* _Texte présenté_:

La Pillette (impasse de La Pillette, au nors-est de la mairie) source https://patrimoine.centre-valdeloire.fr/gertrude-diffusion/dossier/IA37005529 :
La Pilette (photo 2017 de Martine Laîné pour pop-cuture)
Le domaine de la Pillette dit également au 16ème siècle Grand-maison de Vauldran, est un ancien fief relevant de Chissay (Loir-et-Cher). Il est mentionné en 1401 pour un différend qui oppose son propriétaire à celui du moulin de la Pillette. Il appartenait en 1496 à Gilles de Hollefeuille ; en 1565, à Pierre de Hollefeuille ; en 1650, à René Martin ; en 1745, à Nicolas de Brossard (1719/1753), marié à Marguerite de Boutillon (1728/1752), qui furent les parents de Marguerite Élisabeth de Brossard (morte en 1773) et de Nicolas Charles de Brossard (1752/1827). En 1792, le château fut acheté par Charles Marie Reverdy (1754/1832), qui fut maire de Chisseaux, fils de Charles Alexandre Reverdy (né en 1718), président au grenier à sel de Tours, et par son épouse Béatrice Ribot (1767/1858), fille d’Ambroise Ribot (1725/1787), intendant du duc de Choiseul (voir Azay-sur-Cher). Ces derniers acquirent également en 1804 le moulin de la Pillette (aujourd’hui détruit).

* _Travail à faire_:
- A) Dans le texte sur le domaine de la Pillette, pour quelle raison le domaine est-il mentionné en 1401 ? Répondez en une à trois phrases.
- B) Relevez dans le texte sur le domaine de la Pillette chaque année où un propriétaire du domaine est nommé, avec le ou les propriétaires indiqués pour cette année.
- C) Prolongez le texte sur le domaine de la Pillette à la suite de sa dernière phrase.

* _Données fournies_:
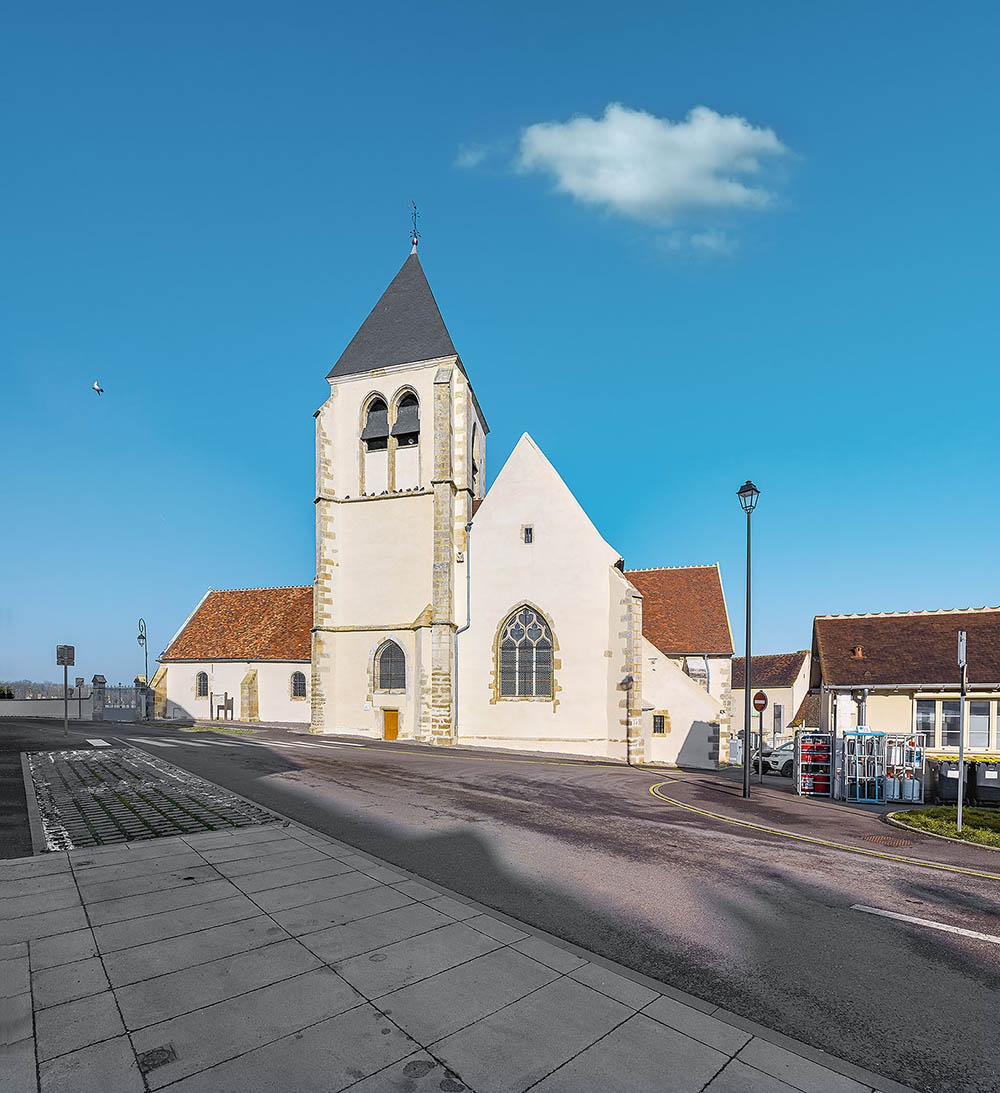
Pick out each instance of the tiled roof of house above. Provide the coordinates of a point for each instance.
(402, 328)
(808, 714)
(684, 609)
(773, 669)
(248, 624)
(914, 647)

* _Réponses attendues_:
- A) Le domaine est mentionné en 1401 à cause d'un différend qui oppose son propriétaire à celui du moulin de la Pillette.

- B)
- 1496 : Gilles de Hollefeuille
- 1565 : Pierre de Hollefeuille
- 1650 : René Martin
- 1745 : Nicolas de Brossard
- 1792 : Charles Marie Reverdy et son épouse Béatrice Ribot

- C)
La Pilette, pigeonnier (photo 2017 de Martine Laîné, pout pop-culture)
Sur le plan cadastral de 1824 figurent un bâtiment orienté nord-sud (logis) d’où partent deux allées d’arbres, un bâtiment orienté est-ouest (dépendances) au sud duquel est tracé un petit bâtiment carré (pigeonnier). Toutes ces parties existent encore de nos jours dans l’enceinte du domaine, où une nouvelle maison a été construite en 1850-1851, au sud du pigeonnier. Celui-ci, couvert d'un toit en pavillon en tuile plate, possède des boulins en pierre de taille sur ses quatre faces, mais les six derniers rangs sont des pots en céramique.
La Pilette, maison bâtie vers 1850 (photo 2017 de Martine Laîné, pour pop-culture)
Le moulin-fort, dit aussi le Moulin des Dames (au sud de la mairie et à l'ouest du barrage) :
Situé sur une île du Cher, il a été construit au 16ème siècle par Adam de Hodon après de nombreuses négociations avec la corporation des marchands de la Loire et de ses affluents. Acheté par Diane de Poitiers, favorite du roi Henri II durant 20 ans, il est récupéré par Catherine de Médicis en 1560 à la mort du roi. Voir Histoire.
Le Moulin-Fort (photo in Tourainissime)
Comme son nom l’indique il s’agit d’un moulin à eau banal fortifié, avec ses éléments de défense : machicoulis, archères et tours.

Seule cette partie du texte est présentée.